● INSTRUCTIONS TO FOLLOW
Your task is to reproduce the material exactly.

+ + + +

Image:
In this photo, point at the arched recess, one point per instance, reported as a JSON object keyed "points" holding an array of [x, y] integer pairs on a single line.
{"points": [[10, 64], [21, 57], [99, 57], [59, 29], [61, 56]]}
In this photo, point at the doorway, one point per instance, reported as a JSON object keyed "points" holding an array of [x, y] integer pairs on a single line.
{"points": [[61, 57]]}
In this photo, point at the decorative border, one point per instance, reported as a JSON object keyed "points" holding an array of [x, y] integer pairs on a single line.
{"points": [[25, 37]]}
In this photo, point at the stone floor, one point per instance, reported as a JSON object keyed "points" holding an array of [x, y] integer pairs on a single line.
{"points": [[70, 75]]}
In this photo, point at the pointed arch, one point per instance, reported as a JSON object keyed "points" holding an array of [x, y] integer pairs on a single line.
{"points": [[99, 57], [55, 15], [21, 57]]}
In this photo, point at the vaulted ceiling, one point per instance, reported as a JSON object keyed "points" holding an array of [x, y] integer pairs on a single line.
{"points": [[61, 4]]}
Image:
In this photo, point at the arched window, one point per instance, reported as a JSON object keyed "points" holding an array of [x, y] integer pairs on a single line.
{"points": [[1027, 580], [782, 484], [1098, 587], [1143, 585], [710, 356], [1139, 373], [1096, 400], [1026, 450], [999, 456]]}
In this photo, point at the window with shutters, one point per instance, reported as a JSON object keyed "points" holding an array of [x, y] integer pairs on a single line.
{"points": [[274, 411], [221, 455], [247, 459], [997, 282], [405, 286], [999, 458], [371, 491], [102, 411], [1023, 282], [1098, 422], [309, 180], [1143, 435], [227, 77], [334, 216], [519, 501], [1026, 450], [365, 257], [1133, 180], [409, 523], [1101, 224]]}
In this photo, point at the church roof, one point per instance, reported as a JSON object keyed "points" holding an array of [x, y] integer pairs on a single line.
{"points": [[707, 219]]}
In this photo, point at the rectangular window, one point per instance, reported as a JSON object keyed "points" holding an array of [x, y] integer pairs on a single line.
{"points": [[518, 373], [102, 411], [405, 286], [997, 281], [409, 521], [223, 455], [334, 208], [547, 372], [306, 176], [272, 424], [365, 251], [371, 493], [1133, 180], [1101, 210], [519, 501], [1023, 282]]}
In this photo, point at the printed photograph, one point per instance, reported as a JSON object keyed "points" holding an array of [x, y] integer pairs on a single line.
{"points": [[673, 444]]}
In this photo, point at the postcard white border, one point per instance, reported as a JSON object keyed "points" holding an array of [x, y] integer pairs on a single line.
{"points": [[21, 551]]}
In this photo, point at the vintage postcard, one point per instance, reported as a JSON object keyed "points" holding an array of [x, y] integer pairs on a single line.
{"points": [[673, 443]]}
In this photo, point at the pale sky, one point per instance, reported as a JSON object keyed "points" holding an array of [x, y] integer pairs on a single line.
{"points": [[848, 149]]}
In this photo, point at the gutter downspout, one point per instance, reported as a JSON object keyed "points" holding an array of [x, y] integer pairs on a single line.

+ + + +

● RESPONSE TO THE TASK
Image:
In this photo, point at the arched recess, one point per instance, reported as a JSON object keyed "points" holding an array of [x, y] integer pairs on a single line.
{"points": [[10, 64], [21, 57], [99, 57], [59, 29], [61, 56]]}
In this photo, point at the doorway, one point per instance, reported as a JSON object keyed "points" holding an array of [x, y] integer pairs on a single line.
{"points": [[61, 57]]}
In this photo, point at the decorative border, one point per instance, reported as a JSON object keyed "points" holding an array of [x, y] integer pairs on a single line.
{"points": [[25, 37]]}
In this photo, point at the stone floor, one point per instance, reported as a JSON object keyed "points" holding an array of [x, y] integer pairs on a single line.
{"points": [[70, 75]]}
In this photo, point at the pointed arch, one point per instance, reported as a JSON object keyed "points" holding an array of [x, y] integer pairs on a single line.
{"points": [[99, 57], [55, 15], [21, 57]]}
In this photo, point at the vaulted ceiling, one point per instance, reported as a JSON object keyed "points" holding an array of [x, y] integer pairs on a single line.
{"points": [[61, 4]]}
Image:
In this photo, point at the arched window, one point per instance, reported as a JSON object keyed "points" holding an array of [x, y] integer pairs on a single line.
{"points": [[1027, 580], [782, 484], [1098, 587], [1143, 585], [710, 356], [1139, 373], [1096, 400], [1026, 450], [999, 456]]}
In this photo, point at the window with shutters, one point per instance, reported as a JSON object keyed "points" holding an array of [x, y] integer pairs on a single line.
{"points": [[274, 411], [221, 455], [247, 459], [997, 282], [405, 286], [999, 458], [371, 491], [102, 411], [1023, 282], [1098, 422], [309, 180], [1143, 435], [227, 77], [334, 216], [519, 501], [1026, 450], [365, 257], [1133, 180], [409, 523], [1101, 224]]}
In this photo, point at the church roof, one point per instance, reported as a JSON object keyed "points" holding an array of [x, y] integer pairs on a single line.
{"points": [[707, 219]]}
In this photo, point at the rectangular window, one point per instance, reported as a JSON object keyed "points" holding an array of [x, y] integer pairs on a single line.
{"points": [[518, 373], [102, 411], [405, 286], [997, 281], [409, 521], [223, 455], [334, 208], [547, 372], [306, 176], [272, 424], [365, 251], [371, 493], [1133, 180], [1101, 210], [519, 501], [1023, 282]]}
In this photo, point at the printed photograph, one point per instance, reported as a JSON object keyed "points" holding an array of [x, y] integer pairs on a single line.
{"points": [[673, 444]]}
In this photo, point at the postcard white border, one point per instance, reported as a JSON object keyed "points" holding an array of [x, y] integer pairs on a single line.
{"points": [[21, 551]]}
In this photo, point at the vintage postcard, one point per instance, reported as a JSON object keyed "points" holding an array of [x, y] integer pairs on a single line.
{"points": [[673, 443]]}
In this photo, point at the pale sky, one point per instance, reported as a JSON object keyed "points" holding an array of [x, y] integer pairs on a single line.
{"points": [[848, 149]]}
In this photo, point at the gutter downspout, one point per instance, reported as a JSON object keyed "points" holding an array of [x, y] integer pairs on a single line.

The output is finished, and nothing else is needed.